BEGIN Extracted data
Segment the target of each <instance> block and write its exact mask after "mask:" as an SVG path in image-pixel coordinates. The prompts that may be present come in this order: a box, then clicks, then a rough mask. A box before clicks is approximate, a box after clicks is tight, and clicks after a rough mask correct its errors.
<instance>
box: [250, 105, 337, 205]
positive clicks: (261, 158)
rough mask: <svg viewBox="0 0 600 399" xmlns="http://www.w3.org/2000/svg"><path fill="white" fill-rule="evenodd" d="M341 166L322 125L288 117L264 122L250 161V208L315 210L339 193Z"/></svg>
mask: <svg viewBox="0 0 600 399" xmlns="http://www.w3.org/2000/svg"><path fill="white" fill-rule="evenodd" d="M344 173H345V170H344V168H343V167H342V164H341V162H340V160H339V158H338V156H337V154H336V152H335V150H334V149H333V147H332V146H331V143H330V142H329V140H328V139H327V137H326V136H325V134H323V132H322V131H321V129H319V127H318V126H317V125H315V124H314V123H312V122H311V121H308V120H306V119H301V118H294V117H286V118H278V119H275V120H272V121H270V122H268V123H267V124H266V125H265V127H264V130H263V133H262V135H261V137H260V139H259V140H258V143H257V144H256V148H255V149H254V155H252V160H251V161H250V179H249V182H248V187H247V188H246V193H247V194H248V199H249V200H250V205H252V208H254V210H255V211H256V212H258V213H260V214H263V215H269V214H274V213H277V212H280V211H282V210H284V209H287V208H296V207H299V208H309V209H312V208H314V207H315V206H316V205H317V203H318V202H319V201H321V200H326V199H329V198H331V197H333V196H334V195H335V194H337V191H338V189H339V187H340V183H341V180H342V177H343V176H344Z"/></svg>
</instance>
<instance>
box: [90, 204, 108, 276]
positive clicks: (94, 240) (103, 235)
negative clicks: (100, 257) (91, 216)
END Extracted data
> _Assignment_:
Exact copies of the lines from the one containing "box: [90, 204, 108, 276]" through the final line of the records are all the answer should hold.

> _Written solution_:
box: [90, 204, 108, 276]
positive clicks: (94, 240) (103, 235)
negative clicks: (100, 257) (91, 216)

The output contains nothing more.